#### Given task:
Please count the lines in the items below that contain the word "jacket", and give only that number.

— Start of Source records —

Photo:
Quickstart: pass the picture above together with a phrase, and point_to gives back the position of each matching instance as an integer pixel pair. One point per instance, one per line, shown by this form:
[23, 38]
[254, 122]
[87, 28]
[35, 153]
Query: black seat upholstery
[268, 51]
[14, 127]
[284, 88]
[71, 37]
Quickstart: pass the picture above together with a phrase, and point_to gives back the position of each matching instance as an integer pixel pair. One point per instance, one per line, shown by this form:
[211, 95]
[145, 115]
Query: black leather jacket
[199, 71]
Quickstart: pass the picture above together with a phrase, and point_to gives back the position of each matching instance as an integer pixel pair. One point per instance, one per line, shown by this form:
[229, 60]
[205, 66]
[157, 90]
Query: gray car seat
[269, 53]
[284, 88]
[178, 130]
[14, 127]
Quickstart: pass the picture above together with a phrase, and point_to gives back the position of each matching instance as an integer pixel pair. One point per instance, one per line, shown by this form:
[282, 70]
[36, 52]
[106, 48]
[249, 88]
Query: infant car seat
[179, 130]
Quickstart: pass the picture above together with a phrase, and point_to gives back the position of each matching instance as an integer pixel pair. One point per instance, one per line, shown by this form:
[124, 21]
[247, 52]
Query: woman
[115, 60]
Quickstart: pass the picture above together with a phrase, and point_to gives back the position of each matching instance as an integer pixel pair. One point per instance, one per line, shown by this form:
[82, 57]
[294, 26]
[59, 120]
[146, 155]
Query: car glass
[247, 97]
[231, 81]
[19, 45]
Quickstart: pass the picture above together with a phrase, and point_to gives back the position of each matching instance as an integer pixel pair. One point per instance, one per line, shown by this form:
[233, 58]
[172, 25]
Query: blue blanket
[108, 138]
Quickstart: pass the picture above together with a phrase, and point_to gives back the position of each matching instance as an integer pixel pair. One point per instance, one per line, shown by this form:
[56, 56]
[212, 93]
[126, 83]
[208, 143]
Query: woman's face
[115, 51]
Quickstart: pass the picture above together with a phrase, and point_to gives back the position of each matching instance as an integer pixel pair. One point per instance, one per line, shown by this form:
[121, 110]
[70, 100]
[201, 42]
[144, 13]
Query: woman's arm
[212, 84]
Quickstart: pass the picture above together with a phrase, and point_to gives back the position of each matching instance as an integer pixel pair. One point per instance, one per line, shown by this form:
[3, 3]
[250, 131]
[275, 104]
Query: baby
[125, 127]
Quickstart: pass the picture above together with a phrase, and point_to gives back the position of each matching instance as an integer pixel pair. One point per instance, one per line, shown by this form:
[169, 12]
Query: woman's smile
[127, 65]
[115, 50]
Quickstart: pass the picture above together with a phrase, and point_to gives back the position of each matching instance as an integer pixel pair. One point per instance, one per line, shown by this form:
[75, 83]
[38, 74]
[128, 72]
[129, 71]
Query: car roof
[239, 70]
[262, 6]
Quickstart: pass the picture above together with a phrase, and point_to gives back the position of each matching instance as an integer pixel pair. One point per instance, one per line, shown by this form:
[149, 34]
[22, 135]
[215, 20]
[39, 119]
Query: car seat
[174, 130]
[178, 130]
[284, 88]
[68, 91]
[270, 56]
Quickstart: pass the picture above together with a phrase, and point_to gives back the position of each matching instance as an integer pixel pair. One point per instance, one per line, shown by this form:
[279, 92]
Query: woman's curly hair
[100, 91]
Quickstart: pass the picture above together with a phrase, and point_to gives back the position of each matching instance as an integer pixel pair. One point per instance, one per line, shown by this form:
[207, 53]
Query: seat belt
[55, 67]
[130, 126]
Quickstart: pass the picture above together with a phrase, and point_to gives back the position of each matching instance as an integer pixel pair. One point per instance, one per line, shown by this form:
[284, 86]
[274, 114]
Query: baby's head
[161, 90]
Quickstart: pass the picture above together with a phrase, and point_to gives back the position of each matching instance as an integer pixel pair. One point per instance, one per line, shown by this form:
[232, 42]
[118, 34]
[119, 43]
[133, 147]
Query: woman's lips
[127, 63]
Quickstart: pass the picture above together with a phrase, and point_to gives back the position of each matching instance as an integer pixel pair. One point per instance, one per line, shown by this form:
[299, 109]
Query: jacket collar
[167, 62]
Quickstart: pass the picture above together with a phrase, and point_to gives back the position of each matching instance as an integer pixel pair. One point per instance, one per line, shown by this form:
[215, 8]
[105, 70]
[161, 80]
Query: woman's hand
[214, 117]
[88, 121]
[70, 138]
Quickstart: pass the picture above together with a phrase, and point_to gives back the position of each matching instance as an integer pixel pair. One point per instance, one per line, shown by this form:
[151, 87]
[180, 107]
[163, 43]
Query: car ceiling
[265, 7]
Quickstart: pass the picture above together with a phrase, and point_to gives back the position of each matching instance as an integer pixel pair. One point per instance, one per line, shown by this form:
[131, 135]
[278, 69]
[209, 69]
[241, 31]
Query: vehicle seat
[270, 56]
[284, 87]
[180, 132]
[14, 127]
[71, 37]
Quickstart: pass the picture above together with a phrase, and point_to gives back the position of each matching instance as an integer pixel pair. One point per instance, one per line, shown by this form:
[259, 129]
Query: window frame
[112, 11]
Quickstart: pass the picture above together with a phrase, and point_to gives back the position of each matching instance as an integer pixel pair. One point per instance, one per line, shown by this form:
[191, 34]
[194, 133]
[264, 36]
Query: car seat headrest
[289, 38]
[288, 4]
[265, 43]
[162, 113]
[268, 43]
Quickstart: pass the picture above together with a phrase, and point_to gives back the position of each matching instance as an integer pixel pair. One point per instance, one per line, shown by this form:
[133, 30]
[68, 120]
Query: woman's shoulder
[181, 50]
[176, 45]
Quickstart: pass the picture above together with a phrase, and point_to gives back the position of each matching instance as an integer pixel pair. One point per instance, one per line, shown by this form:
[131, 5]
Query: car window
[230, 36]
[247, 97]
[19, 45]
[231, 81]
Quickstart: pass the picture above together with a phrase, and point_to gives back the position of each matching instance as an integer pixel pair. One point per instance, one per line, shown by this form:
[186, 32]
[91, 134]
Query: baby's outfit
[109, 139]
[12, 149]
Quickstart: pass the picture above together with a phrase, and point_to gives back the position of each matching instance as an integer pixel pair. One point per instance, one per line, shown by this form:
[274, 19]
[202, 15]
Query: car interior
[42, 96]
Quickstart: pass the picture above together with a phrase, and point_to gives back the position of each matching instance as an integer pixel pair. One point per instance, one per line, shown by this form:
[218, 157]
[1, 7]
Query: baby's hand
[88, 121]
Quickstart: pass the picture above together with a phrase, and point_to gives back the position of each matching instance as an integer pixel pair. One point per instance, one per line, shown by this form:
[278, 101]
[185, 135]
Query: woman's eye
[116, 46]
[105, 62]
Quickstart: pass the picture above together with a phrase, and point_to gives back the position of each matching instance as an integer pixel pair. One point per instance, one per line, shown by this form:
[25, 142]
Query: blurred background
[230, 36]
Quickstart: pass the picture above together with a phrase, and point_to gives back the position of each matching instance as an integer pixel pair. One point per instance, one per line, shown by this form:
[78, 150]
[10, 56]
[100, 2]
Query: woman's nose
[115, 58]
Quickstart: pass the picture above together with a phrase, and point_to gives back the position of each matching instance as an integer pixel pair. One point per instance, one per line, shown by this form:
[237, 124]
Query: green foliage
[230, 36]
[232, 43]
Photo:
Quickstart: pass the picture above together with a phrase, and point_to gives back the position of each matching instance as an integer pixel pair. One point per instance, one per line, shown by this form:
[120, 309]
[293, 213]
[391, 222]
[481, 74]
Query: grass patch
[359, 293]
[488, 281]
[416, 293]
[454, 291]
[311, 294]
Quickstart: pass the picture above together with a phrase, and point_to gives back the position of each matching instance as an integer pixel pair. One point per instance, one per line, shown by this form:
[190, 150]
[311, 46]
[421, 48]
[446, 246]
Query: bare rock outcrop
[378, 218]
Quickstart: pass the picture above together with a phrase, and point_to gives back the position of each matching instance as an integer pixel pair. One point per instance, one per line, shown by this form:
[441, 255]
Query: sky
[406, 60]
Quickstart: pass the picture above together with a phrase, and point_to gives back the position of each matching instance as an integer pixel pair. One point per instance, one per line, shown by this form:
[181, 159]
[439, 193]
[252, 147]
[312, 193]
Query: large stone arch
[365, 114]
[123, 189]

— End of Source records —

#### The answer:
2